WHAT IS REQUIRED: Print the records again, matching each line exactly.

DATA SUPPLIED:
-- -- --
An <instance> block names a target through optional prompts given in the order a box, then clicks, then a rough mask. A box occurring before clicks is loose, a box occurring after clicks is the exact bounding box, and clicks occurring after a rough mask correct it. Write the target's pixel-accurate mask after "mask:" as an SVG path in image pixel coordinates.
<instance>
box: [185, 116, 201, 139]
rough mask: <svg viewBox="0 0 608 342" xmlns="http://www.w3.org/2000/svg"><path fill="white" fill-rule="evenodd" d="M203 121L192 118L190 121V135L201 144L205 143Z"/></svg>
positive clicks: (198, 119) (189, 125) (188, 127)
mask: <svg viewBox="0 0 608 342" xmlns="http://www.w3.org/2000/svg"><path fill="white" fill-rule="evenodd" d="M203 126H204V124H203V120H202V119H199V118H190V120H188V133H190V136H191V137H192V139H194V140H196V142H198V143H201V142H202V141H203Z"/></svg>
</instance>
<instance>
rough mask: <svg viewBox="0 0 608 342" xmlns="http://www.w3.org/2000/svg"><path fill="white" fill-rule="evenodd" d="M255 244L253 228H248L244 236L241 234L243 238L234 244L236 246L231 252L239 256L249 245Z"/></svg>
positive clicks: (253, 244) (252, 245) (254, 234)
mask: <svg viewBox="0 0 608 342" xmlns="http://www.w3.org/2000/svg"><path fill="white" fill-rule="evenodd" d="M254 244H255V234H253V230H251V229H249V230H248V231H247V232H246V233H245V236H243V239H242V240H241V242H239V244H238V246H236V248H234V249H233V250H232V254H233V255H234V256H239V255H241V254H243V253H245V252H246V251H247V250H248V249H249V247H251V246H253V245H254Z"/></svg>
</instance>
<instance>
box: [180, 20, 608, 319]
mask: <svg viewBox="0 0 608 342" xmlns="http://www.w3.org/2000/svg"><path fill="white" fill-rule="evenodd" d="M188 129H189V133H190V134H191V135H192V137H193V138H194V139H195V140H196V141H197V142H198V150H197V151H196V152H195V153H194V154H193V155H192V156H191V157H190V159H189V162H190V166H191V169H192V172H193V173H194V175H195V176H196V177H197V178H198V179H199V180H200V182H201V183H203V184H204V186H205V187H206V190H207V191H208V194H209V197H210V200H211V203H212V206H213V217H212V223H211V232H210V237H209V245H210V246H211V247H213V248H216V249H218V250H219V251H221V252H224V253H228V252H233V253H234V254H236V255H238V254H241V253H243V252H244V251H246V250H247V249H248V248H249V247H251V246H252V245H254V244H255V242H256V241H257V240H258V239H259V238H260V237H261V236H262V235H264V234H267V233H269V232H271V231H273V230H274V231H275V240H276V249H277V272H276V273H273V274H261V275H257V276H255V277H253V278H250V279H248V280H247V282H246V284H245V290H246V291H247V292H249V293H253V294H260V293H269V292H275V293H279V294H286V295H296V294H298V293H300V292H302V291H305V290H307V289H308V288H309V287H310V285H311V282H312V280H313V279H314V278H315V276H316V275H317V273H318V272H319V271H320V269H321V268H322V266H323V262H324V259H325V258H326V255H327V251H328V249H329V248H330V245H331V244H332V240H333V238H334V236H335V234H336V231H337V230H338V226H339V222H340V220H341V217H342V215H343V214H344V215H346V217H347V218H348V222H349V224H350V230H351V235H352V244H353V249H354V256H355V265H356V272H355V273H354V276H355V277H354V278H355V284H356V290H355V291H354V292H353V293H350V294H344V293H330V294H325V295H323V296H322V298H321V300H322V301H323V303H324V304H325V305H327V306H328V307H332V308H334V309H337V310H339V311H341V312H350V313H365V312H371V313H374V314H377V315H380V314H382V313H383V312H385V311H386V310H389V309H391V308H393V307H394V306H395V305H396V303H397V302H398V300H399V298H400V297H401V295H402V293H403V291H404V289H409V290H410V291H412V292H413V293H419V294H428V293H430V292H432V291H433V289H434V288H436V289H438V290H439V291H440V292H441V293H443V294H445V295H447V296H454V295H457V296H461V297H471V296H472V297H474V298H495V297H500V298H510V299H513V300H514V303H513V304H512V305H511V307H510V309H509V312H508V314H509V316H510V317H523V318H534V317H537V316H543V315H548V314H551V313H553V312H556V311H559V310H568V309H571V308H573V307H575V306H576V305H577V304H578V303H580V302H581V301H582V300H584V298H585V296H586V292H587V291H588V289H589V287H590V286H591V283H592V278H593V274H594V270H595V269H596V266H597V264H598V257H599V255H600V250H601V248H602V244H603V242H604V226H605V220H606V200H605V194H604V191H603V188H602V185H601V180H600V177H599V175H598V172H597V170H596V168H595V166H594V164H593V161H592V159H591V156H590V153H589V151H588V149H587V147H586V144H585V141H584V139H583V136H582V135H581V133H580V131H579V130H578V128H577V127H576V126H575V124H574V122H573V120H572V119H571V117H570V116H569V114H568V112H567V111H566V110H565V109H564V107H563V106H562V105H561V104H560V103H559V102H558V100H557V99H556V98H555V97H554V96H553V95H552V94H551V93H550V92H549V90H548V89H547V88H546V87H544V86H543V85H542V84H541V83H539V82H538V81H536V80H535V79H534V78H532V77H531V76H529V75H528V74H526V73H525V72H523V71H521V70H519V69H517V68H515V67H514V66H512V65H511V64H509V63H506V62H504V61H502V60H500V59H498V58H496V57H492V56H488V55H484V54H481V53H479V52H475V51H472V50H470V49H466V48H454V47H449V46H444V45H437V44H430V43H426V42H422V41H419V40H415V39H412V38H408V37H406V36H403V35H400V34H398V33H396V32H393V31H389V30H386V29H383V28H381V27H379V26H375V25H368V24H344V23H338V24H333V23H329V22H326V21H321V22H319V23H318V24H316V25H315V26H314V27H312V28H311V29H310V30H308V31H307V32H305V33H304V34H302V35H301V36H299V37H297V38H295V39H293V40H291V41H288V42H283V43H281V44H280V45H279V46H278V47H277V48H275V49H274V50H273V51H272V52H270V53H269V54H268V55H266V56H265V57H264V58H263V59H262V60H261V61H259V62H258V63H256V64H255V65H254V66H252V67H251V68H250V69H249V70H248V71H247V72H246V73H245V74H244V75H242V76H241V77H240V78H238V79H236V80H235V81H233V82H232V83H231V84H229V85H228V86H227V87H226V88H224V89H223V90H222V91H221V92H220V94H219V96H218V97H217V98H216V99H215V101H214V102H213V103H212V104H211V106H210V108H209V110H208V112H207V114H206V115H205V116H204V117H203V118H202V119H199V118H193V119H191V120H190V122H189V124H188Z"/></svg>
-- -- --
TASK RESULT:
An <instance> block names a target through optional prompts given in the order a box, then clicks, then a rough mask. A box occurring before clicks is loose, a box occurring after clicks is the exact bounding box, and clicks occurring after a rough mask correct it. Write the target's pixel-accurate mask after "mask:" as an SVG path in image pixel coordinates.
<instance>
box: [185, 116, 201, 139]
rough mask: <svg viewBox="0 0 608 342" xmlns="http://www.w3.org/2000/svg"><path fill="white" fill-rule="evenodd" d="M203 121L192 118L190 121V135L201 144L205 143Z"/></svg>
positive clicks: (198, 119) (189, 125) (188, 127)
mask: <svg viewBox="0 0 608 342" xmlns="http://www.w3.org/2000/svg"><path fill="white" fill-rule="evenodd" d="M203 126H204V124H203V120H202V119H199V118H190V120H188V133H190V136H191V137H192V139H194V140H196V142H198V143H201V142H202V141H203Z"/></svg>
</instance>
<instance>
rough mask: <svg viewBox="0 0 608 342" xmlns="http://www.w3.org/2000/svg"><path fill="white" fill-rule="evenodd" d="M255 244L253 228H248L244 236L241 234L243 238L234 244L236 246L231 252L239 256L249 245Z"/></svg>
positive clicks: (253, 244) (252, 245) (254, 234)
mask: <svg viewBox="0 0 608 342" xmlns="http://www.w3.org/2000/svg"><path fill="white" fill-rule="evenodd" d="M254 244H255V234H253V230H251V229H249V230H248V231H247V232H246V233H245V236H243V239H242V240H241V242H239V244H238V246H236V248H234V249H233V250H232V254H233V255H234V256H239V255H241V254H243V253H245V252H246V251H247V250H248V249H249V247H251V246H253V245H254Z"/></svg>
</instance>
<instance>
box: [180, 20, 608, 319]
mask: <svg viewBox="0 0 608 342" xmlns="http://www.w3.org/2000/svg"><path fill="white" fill-rule="evenodd" d="M188 129H189V133H190V134H191V135H192V137H193V138H194V139H195V140H196V141H197V142H198V150H197V151H196V152H195V153H194V154H193V155H192V156H191V157H190V159H189V162H190V166H191V169H192V172H193V173H194V175H195V176H196V177H197V178H198V179H199V180H200V182H201V183H203V184H204V186H205V187H206V190H207V191H208V194H209V197H210V200H211V203H212V206H213V217H212V223H211V232H210V237H209V245H210V246H211V247H213V248H216V249H218V250H219V251H221V252H224V253H228V252H233V253H234V254H236V255H238V254H241V253H243V252H244V251H246V250H247V249H248V248H249V247H251V246H252V245H254V244H255V242H256V241H257V240H258V239H259V238H260V237H261V236H262V235H264V234H267V233H269V232H271V231H273V230H274V231H275V240H276V249H277V272H276V273H273V274H261V275H257V276H255V277H253V278H250V279H248V280H247V282H246V284H245V290H246V291H247V292H249V293H253V294H260V293H269V292H275V293H279V294H286V295H296V294H298V293H300V292H302V291H305V290H307V289H308V288H309V287H310V285H311V282H312V280H313V279H314V278H315V276H316V275H317V273H318V272H319V271H320V269H321V268H322V266H323V262H324V259H325V258H326V255H327V251H328V249H329V248H330V245H331V244H332V240H333V238H334V236H335V234H336V231H337V230H338V226H339V222H340V220H341V217H342V215H343V214H344V215H346V217H347V218H348V222H349V224H350V230H351V235H352V244H353V249H354V256H355V265H356V272H355V273H354V276H355V277H354V278H355V284H356V290H355V291H354V292H353V293H350V294H344V293H330V294H325V295H323V296H322V298H321V300H322V301H323V303H324V304H325V305H327V306H328V307H332V308H334V309H337V310H339V311H341V312H350V313H365V312H371V313H374V314H377V315H380V314H382V313H383V312H385V311H386V310H389V309H391V308H393V307H394V306H395V305H396V303H397V302H398V300H399V298H400V297H401V295H402V293H403V291H404V289H409V290H410V291H412V292H413V293H419V294H428V293H430V292H432V291H433V289H434V288H436V289H438V290H439V291H440V292H441V293H443V294H445V295H447V296H454V295H457V296H461V297H471V296H472V297H474V298H495V297H500V298H510V299H513V300H514V303H513V304H512V305H511V307H510V309H509V312H508V314H509V316H510V317H523V318H534V317H537V316H543V315H548V314H551V313H553V312H556V311H559V310H568V309H571V308H573V307H575V306H576V305H577V304H578V303H580V302H581V301H582V300H584V298H585V296H586V292H587V291H588V289H589V287H590V286H591V283H592V278H593V274H594V270H595V269H596V266H597V264H598V257H599V255H600V250H601V248H602V244H603V242H604V226H605V220H606V200H605V194H604V191H603V188H602V185H601V180H600V177H599V175H598V172H597V170H596V168H595V166H594V164H593V161H592V159H591V156H590V153H589V151H588V149H587V147H586V144H585V141H584V139H583V136H582V135H581V133H580V131H579V130H578V128H577V127H576V126H575V124H574V122H573V120H572V119H571V117H570V116H569V114H568V112H567V111H566V110H565V109H564V107H563V106H562V105H561V104H560V103H559V102H558V100H557V99H556V98H555V97H554V96H553V95H552V94H551V93H550V92H549V90H548V89H547V88H546V87H544V86H543V85H542V84H541V83H539V82H538V81H536V80H535V79H534V78H532V77H531V76H529V75H528V74H526V73H525V72H523V71H521V70H519V69H517V68H515V67H514V66H512V65H511V64H509V63H506V62H504V61H502V60H500V59H498V58H496V57H492V56H488V55H484V54H481V53H479V52H475V51H472V50H470V49H466V48H454V47H449V46H444V45H437V44H430V43H426V42H422V41H419V40H415V39H412V38H408V37H406V36H403V35H400V34H398V33H396V32H393V31H389V30H386V29H383V28H381V27H379V26H375V25H368V24H344V23H338V24H333V23H329V22H326V21H321V22H319V23H318V24H316V25H315V26H314V27H312V28H311V29H310V30H308V31H307V32H305V33H304V34H302V35H301V36H299V37H297V38H295V39H293V40H291V41H288V42H283V43H281V44H280V45H279V46H278V47H277V48H275V49H274V50H273V51H272V52H270V53H269V54H268V55H266V56H265V57H264V58H263V59H262V60H261V61H259V62H258V63H256V64H255V65H254V66H252V67H251V68H250V69H249V70H248V71H247V72H246V73H245V74H244V75H242V76H241V77H240V78H238V79H236V80H235V81H233V82H232V83H231V84H229V85H228V86H227V87H226V88H224V89H223V90H222V91H221V92H220V94H219V96H218V97H217V98H216V99H215V101H214V102H213V103H212V104H211V106H210V108H209V110H208V112H207V114H206V115H205V116H204V117H203V118H202V119H199V118H193V119H191V120H190V122H189V124H188Z"/></svg>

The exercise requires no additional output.